* PROBLEM STATEMENT
Reproduce every line of the items below verbatim, leaving out the pictures.

* DATA FOR PROCESSING
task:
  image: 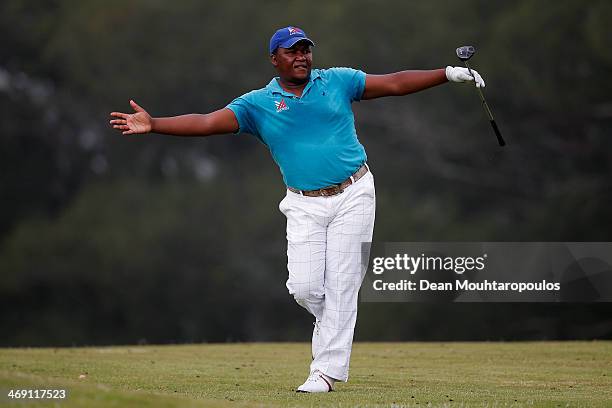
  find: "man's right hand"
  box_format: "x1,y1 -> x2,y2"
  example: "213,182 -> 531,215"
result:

* WRITTEN SOLUTION
task:
  image: 
  find: "man's right hand"
  box_format: "x1,y1 -> x2,y2"
  example: "213,182 -> 531,215"
result:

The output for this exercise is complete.